今回の問題提起でよく分かったのは、やっぱり93年の河野談話について日本政府はロジックの再整理をしなければならないということ。従軍慰安婦について国の強制連行を認めたような93年河野談話に対して実は2007年、安倍内閣は重要な閣議決定を行った。

軍や官憲が慰安婦を強制連行したという証拠はないと安倍内閣は2007年に閣議決定した。これが日本政府の見解である。僕は日本人だから、日本政府のこの見解に拠って立つ。また僕は歴史家でもないから、日本政府の閣議決定をわざわざ覆すような資料収集の作業はしない。

だから韓国側に、日本国が強制連行したという証拠があるなら示して欲しいと言ったのです。韓国側の主張を一切認めないと言うことではなくて、証拠を出してよ、ということ。そしたら韓国メディアは、証拠は河野談話だと来た。完全なトートロジー。

ここを日本国民はしっかりと認識して韓国と正面から議論しなければならない。こういう一番肝要なところを、93年河野談話は逃げた。それで日韓の信頼はがた崩れ。これこそ政治の責任だ。口から泡飛ばして激論したらいい。何が問題で、相手の立場のどこに配慮をしてあげるべきなのかを真剣に考える。

日本政府は93年の河野談話に関し、2007年に強制連行を裏付ける証拠はなかったと閣議決定した。にもかかわらず韓国は強制連行の証拠は93年河野談話だと言う。河野談話を今のまま放置するわけにはいかない。日本軍が慰安所の運営に関与していたのは事実だ。これは戦争下でしかも施設が施設だから

現代社会にあっても風俗店についてはきちんと公が監督している。慰安所について公が監督するのは衛生管理・秩序維持の観点から当然だ。問題は慰安婦が、その意思に反して強制されたかどうか。ここが一番のポイント。しかし日本側にはそれを裏付ける証拠がない。

済州島のメディアが現地調査しても日本国が慰安婦を強制連行した事実を裏付けることはできなかった。だから僕は韓国側に証拠を求めたのだ。証拠が出てきたら、それは謝らなければならない。強制連行はどういう理屈でも正当化はできない。しかし慰安婦を日本国が強制連行した証拠は未だ存しない。

この話と慰安婦に対する同情は別問題。色んな事情で不本意ながら慰安婦になり、心身ともに苦痛を被ったということに関してはその苦痛を察してあげなければならない。これは日本人で同じような境遇の人の話を聞いても同じ。ただ不本意と強制はまったく異なる。

93年河野談話は「本人の意思に反して」とうい言葉で誤魔化した。政治の最大の責任だ。これは不本意と言う意味なのか、日本国が強制したという意味なのか。ここをはっきりさせる必要がある。後者であれば謝罪は当然。しかし今のところその証拠がない。だから韓国側に出して欲しい。

強制がないのであれば、当時の社会状況からして慰安所をどう捉えるか。軍人の秩序を保つためいわゆる慰安所が存在したのは日本だけではないし、風俗業は今でも世界各国に存在する。慰安婦と同形態の風俗業も存することは確かだ。問題は慰安婦が国家によって強制連行されたかどうか。

• [利用できるデータ]:

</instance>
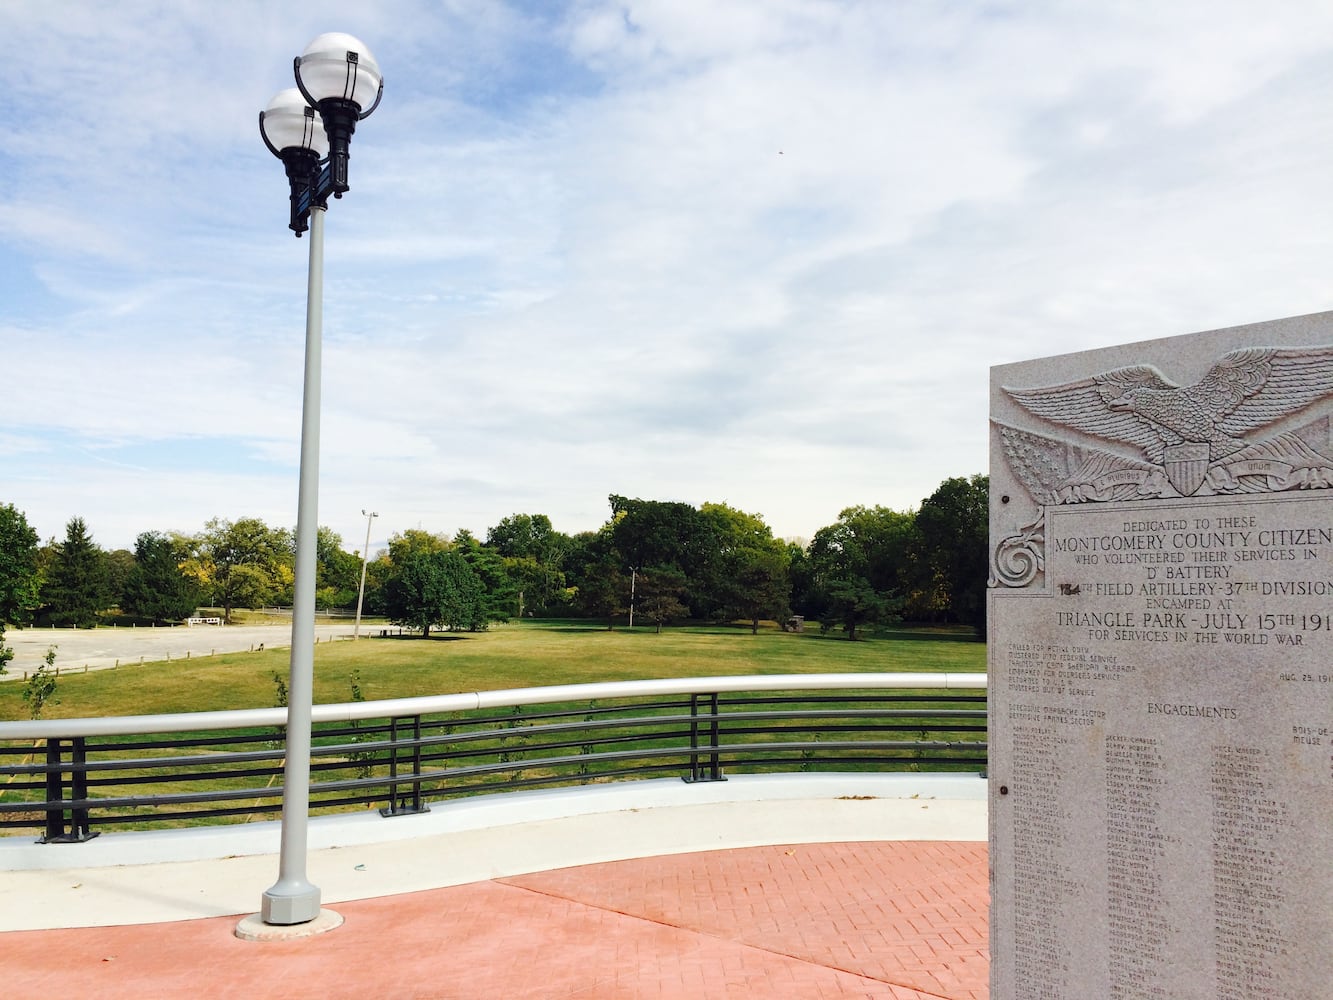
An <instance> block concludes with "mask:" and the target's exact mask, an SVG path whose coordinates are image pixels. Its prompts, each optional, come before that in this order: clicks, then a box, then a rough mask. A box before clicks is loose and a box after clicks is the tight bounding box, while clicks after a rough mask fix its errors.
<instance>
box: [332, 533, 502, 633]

• [課題 1]: 慰安婦問題の文章によると、安倍内閣は2007年にどのような内容を閣議決定しましたか。
• [課題 2]: 慰安婦問題の文章のうち、「だから韓国側に、日本国が強制」から「連行した証拠は未だ存しない。」までの部分をそのまま書き写してください。
一覧のデータは、慰安婦問題の文章とは関係がありません。

• [解答 1]: 軍や官憲が慰安婦を強制連行したという証拠はないという内容です。

• [解答 2]:
だから韓国側に、日本国が強制連行したという証拠があるなら示して欲しいと言ったのです。韓国側の主張を一切認めないと言うことではなくて、証拠を出してよ、ということ。そしたら韓国メディアは、証拠は河野談話だと来た。完全なトートロジー。

ここを日本国民はしっかりと認識して韓国と正面から議論しなければならない。こういう一番肝要なところを、93年河野談話は逃げた。それで日韓の信頼はがた崩れ。これこそ政治の責任だ。口から泡飛ばして激論したらいい。何が問題で、相手の立場のどこに配慮をしてあげるべきなのかを真剣に考える。

日本政府は93年の河野談話に関し、2007年に強制連行を裏付ける証拠はなかったと閣議決定した。にもかかわらず韓国は強制連行の証拠は93年河野談話だと言う。河野談話を今のまま放置するわけにはいかない。日本軍が慰安所の運営に関与していたのは事実だ。これは戦争下でしかも施設が施設だから

現代社会にあっても風俗店についてはきちんと公が監督している。慰安所について公が監督するのは衛生管理・秩序維持の観点から当然だ。問題は慰安婦が、その意思に反して強制されたかどうか。ここが一番のポイント。しかし日本側にはそれを裏付ける証拠がない。

済州島のメディアが現地調査しても日本国が慰安婦を強制連行した事実を裏付けることはできなかった。だから僕は韓国側に証拠を求めたのだ。証拠が出てきたら、それは謝らなければならない。強制連行はどういう理屈でも正当化はできない。しかし慰安婦を日本国が強制連行した証拠は未だ存しない。